» Dataset records:
** Start **

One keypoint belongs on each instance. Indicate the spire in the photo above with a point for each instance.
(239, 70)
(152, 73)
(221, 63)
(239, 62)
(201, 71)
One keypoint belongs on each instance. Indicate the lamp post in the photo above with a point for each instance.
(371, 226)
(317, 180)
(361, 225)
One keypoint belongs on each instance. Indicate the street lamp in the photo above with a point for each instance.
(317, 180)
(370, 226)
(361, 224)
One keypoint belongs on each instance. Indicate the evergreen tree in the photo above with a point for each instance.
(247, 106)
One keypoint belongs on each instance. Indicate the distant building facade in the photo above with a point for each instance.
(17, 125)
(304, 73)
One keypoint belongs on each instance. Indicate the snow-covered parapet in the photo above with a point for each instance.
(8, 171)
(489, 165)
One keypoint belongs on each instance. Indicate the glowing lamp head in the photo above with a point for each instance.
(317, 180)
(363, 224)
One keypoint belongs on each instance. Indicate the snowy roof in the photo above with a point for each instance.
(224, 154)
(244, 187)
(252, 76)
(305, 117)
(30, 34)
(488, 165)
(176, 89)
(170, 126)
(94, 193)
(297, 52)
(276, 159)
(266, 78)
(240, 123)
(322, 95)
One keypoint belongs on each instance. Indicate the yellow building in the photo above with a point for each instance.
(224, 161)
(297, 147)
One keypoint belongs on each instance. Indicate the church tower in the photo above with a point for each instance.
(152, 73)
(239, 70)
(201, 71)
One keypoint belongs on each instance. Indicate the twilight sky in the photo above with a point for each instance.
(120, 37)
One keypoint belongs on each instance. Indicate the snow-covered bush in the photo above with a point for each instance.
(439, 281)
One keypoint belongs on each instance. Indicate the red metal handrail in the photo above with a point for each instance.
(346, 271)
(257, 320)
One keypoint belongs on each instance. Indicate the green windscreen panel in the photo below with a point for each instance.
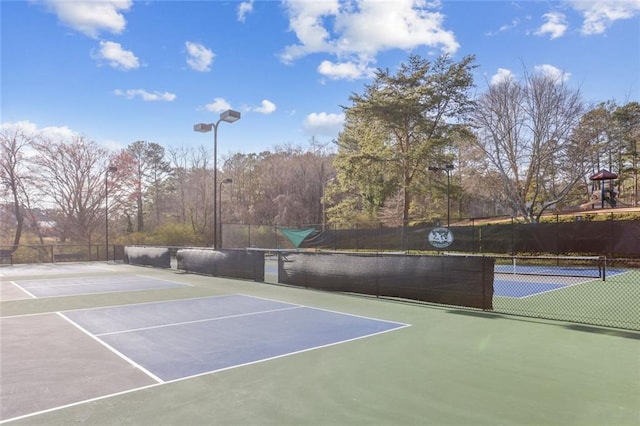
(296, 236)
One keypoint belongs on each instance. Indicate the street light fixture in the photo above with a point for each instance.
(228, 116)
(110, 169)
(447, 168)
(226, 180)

** End **
** Start **

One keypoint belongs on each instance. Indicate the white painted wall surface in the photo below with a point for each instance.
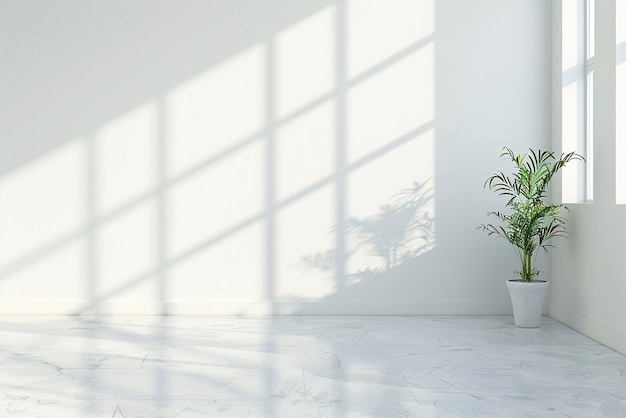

** End **
** Start **

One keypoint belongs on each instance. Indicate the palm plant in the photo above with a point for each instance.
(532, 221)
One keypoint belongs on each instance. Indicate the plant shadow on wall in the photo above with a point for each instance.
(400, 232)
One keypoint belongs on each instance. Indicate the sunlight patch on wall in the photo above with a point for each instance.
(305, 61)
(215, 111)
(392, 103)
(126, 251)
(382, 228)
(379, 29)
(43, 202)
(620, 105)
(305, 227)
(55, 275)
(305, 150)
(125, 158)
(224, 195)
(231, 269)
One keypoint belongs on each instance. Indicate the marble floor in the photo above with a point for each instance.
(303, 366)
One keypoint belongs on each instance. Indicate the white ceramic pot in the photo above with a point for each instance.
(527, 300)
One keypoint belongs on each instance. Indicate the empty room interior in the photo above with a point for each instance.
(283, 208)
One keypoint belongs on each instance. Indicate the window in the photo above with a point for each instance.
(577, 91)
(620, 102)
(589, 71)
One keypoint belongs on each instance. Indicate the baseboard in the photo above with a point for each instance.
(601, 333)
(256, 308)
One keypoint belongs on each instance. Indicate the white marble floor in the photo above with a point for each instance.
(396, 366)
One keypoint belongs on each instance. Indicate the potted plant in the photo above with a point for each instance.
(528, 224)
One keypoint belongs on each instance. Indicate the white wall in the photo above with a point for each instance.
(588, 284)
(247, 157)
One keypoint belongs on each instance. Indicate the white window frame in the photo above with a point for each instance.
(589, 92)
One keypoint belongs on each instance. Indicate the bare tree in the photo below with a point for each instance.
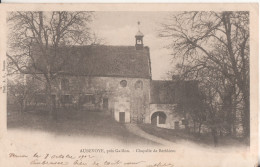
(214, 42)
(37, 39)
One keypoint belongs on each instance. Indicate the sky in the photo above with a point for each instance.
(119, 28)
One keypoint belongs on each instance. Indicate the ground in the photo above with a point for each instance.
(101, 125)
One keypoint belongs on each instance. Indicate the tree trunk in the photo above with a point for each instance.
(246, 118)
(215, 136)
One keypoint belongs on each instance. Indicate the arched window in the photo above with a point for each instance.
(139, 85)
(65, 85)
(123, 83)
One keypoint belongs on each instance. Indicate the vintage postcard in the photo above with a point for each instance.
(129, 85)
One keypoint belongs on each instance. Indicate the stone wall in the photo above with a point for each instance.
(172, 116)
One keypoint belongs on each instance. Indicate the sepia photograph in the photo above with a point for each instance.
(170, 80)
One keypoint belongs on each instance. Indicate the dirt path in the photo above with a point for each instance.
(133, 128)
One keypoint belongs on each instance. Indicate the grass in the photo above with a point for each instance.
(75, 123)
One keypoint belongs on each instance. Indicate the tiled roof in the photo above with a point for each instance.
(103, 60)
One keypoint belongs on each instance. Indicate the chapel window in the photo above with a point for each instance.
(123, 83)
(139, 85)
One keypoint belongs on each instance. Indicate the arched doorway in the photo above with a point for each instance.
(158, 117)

** End **

» Exercise:
Gather each line of the material above that contains the word "roof", and copy those lines in order.

» Answer to the exercise:
One keypoint belongs on each instance. Indicate the snowy roof in the photo above with a point for each instance.
One keypoint belongs on each instance. Indicate the tiled roof in the photo above with a point for each instance.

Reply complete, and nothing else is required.